• **Material provided**:
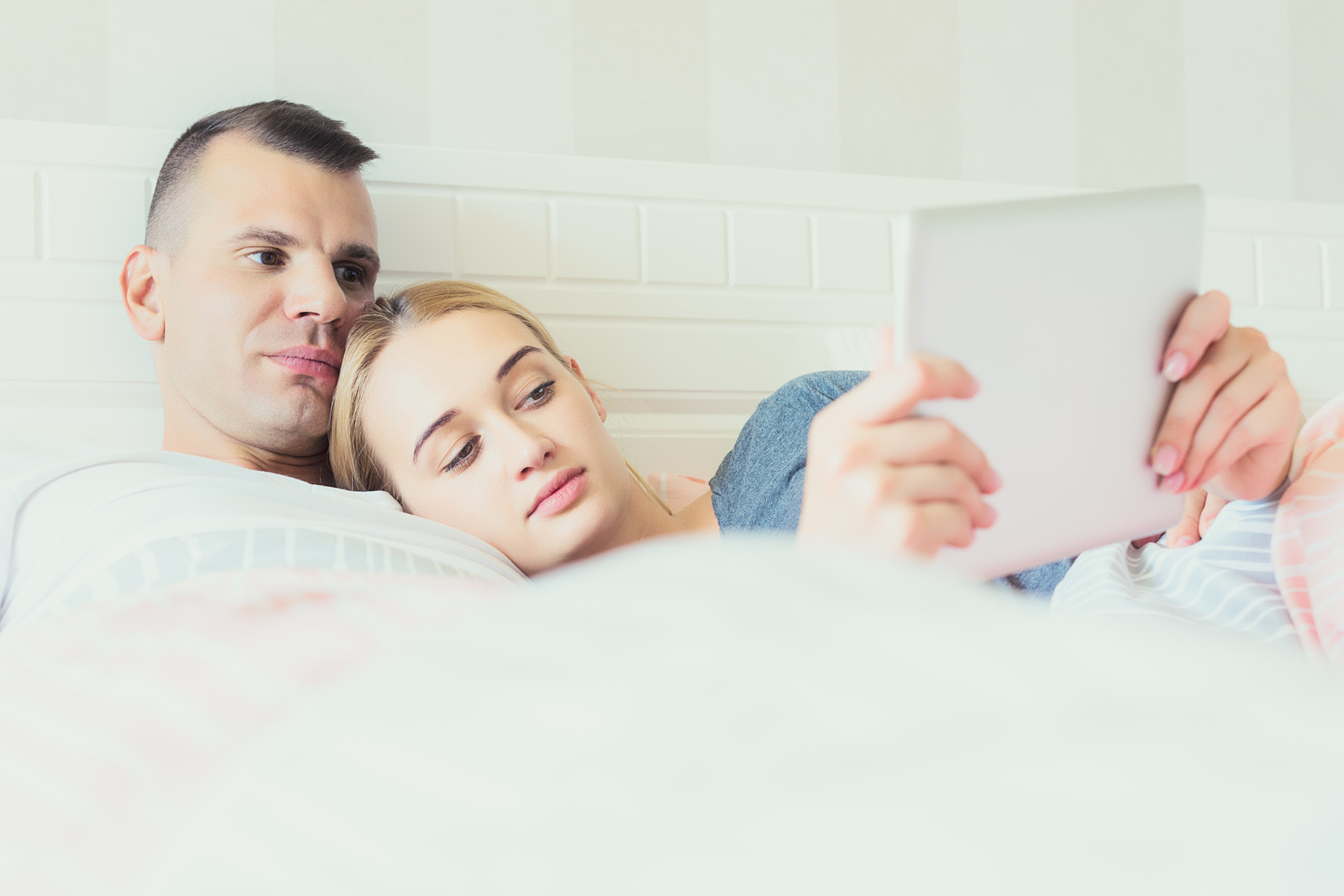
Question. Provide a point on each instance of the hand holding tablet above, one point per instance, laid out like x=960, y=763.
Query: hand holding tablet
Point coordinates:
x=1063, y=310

* * *

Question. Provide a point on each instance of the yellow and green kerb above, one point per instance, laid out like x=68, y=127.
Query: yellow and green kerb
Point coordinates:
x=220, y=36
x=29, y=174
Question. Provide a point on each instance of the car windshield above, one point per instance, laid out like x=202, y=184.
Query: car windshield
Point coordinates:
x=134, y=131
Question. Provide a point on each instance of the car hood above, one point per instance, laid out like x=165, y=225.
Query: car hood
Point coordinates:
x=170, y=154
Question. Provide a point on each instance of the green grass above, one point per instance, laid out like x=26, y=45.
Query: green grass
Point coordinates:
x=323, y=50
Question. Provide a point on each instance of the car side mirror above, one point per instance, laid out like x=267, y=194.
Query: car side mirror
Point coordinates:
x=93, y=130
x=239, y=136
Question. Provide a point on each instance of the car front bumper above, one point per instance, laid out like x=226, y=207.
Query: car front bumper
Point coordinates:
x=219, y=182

• **Task brief**: All lines with the word "mirror" must be located in the data and copied.

• **Result of this exercise**:
Question. Provide a point on each instance of the car side mirror above, one point per instance, laid out like x=267, y=194.
Query: car side mirror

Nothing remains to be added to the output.